• [Task to carry out] Please copy all of the material below character for character, leaving the pictures out.
◇ ◇ ◇ ◇ ◇
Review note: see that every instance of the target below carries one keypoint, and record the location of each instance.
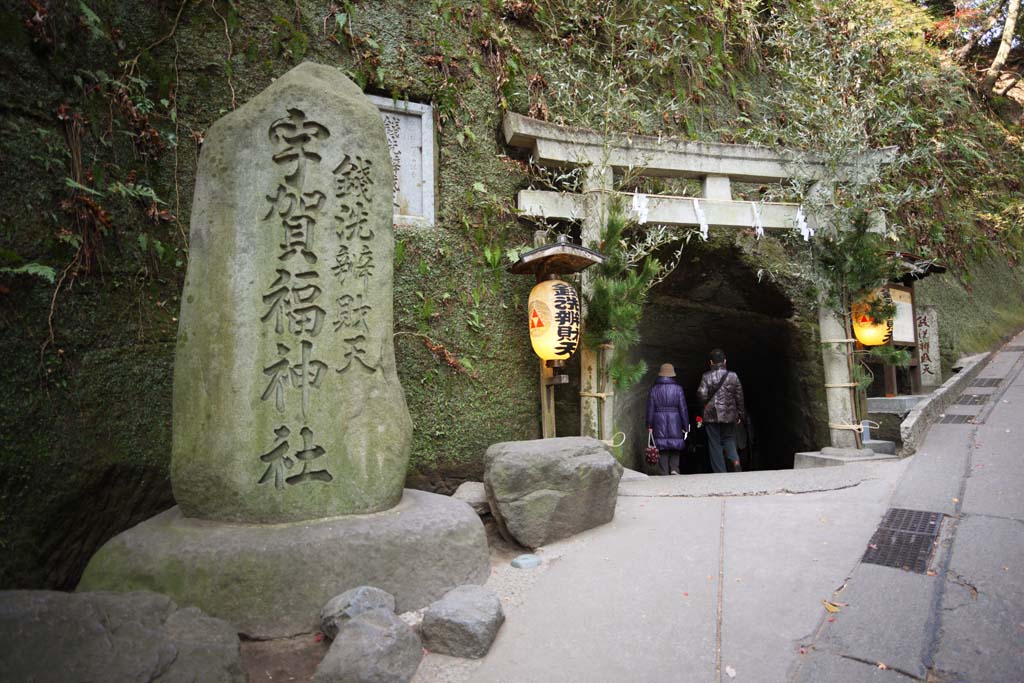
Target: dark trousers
(721, 435)
(668, 461)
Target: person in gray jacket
(722, 395)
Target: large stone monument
(291, 436)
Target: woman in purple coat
(668, 419)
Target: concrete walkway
(722, 578)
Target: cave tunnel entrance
(716, 300)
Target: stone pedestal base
(270, 581)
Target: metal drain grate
(904, 540)
(957, 420)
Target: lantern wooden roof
(561, 257)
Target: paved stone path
(722, 578)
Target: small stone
(464, 623)
(373, 646)
(349, 604)
(527, 561)
(474, 494)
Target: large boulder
(464, 623)
(375, 646)
(344, 607)
(140, 637)
(546, 489)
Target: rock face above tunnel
(546, 489)
(287, 406)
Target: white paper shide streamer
(759, 228)
(805, 230)
(640, 208)
(701, 218)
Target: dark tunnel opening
(715, 300)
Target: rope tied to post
(611, 441)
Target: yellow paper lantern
(868, 331)
(554, 319)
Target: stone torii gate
(717, 165)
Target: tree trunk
(992, 75)
(961, 54)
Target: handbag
(651, 452)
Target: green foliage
(619, 292)
(891, 355)
(642, 65)
(39, 270)
(852, 264)
(848, 76)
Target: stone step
(829, 457)
(881, 446)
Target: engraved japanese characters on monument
(287, 406)
(409, 129)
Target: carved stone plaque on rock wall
(409, 127)
(287, 404)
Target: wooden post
(836, 344)
(595, 404)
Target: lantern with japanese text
(871, 325)
(554, 319)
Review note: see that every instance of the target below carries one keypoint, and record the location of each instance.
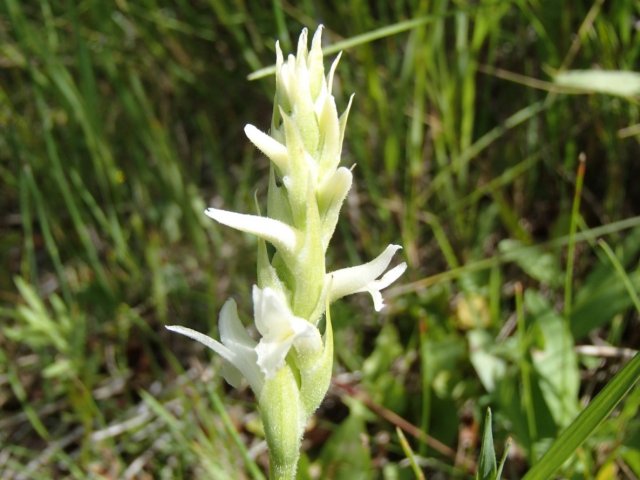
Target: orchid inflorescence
(289, 367)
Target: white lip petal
(232, 332)
(206, 340)
(237, 350)
(279, 328)
(278, 233)
(364, 278)
(273, 149)
(386, 280)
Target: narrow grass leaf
(586, 423)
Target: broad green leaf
(554, 359)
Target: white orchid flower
(281, 235)
(237, 348)
(279, 329)
(364, 278)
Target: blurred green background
(121, 121)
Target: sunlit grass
(121, 122)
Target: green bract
(289, 367)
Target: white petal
(273, 149)
(387, 279)
(239, 355)
(279, 328)
(356, 279)
(206, 340)
(231, 329)
(278, 233)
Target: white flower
(281, 235)
(237, 348)
(364, 278)
(279, 329)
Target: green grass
(122, 121)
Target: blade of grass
(406, 448)
(587, 422)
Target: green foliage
(121, 121)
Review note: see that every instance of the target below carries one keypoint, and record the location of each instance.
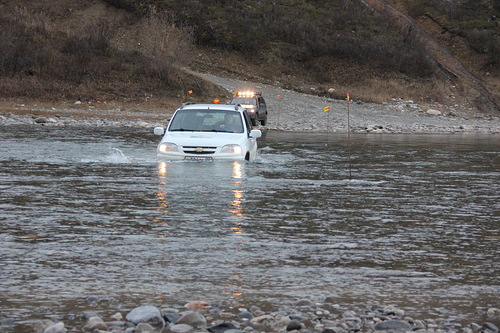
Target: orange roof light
(245, 93)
◇ ◇ ◇ ◇ ◇
• [Task output]
Review note: see that every instance of the target below carries one keypoint, and record the location of each instance.
Target: dark trousers
(721, 435)
(668, 461)
Target: person in gray jacket
(722, 395)
Target: large stone monument
(291, 436)
Target: woman in purple coat
(668, 419)
Target: concrete walkway
(722, 578)
Target: cave tunnel entrance
(716, 300)
Target: stone pedestal base
(270, 581)
Target: metal drain grate
(904, 540)
(957, 420)
Target: lantern wooden roof
(561, 257)
Target: paved stone path
(722, 578)
Target: small stone
(464, 623)
(373, 646)
(349, 604)
(527, 561)
(474, 494)
Target: large boulder
(464, 623)
(375, 646)
(344, 607)
(140, 637)
(546, 489)
Target: rock face above tunnel
(546, 489)
(287, 406)
Target: white paper shide streamer
(759, 228)
(805, 230)
(640, 208)
(701, 218)
Target: dark tunnel opening
(715, 300)
Target: rope tied to post
(611, 441)
Target: yellow paper lantern
(868, 331)
(554, 319)
Target: stone torii gate
(717, 165)
Target: tree trunk
(992, 75)
(961, 54)
Target: handbag
(651, 452)
Target: green foliage
(619, 292)
(891, 355)
(642, 65)
(39, 270)
(852, 264)
(848, 76)
Target: stone step
(829, 457)
(881, 446)
Target: engraved japanese characters on monument
(287, 406)
(409, 129)
Target: carved stone plaque on rock wall
(409, 127)
(287, 404)
Target: wooden post
(836, 344)
(595, 404)
Target: lantern with japanese text
(871, 325)
(554, 319)
Review note: see that every instance of the target below carries one keypoint, and record the location of each instance.
Target: orchid inflorescence
(289, 367)
Target: white lip petal
(232, 332)
(206, 340)
(237, 350)
(279, 328)
(278, 233)
(364, 278)
(273, 149)
(386, 280)
Target: narrow grass leaf
(586, 423)
Target: broad green leaf
(554, 359)
Target: white orchid flower
(281, 235)
(237, 348)
(279, 329)
(364, 278)
Target: blurred green background
(121, 121)
Target: sunlit grass
(121, 122)
Target: green bract
(289, 367)
Target: white petal
(273, 149)
(387, 279)
(239, 355)
(279, 328)
(356, 279)
(206, 340)
(231, 329)
(278, 233)
Target: white flower
(281, 235)
(237, 348)
(364, 278)
(279, 329)
Target: green grass
(122, 121)
Target: blade of grass
(406, 448)
(587, 422)
Target: green foliage
(121, 121)
Review note: see that every instance of the target below carries one keypoint, and record the location of each instance.
Target: orange roof light
(245, 93)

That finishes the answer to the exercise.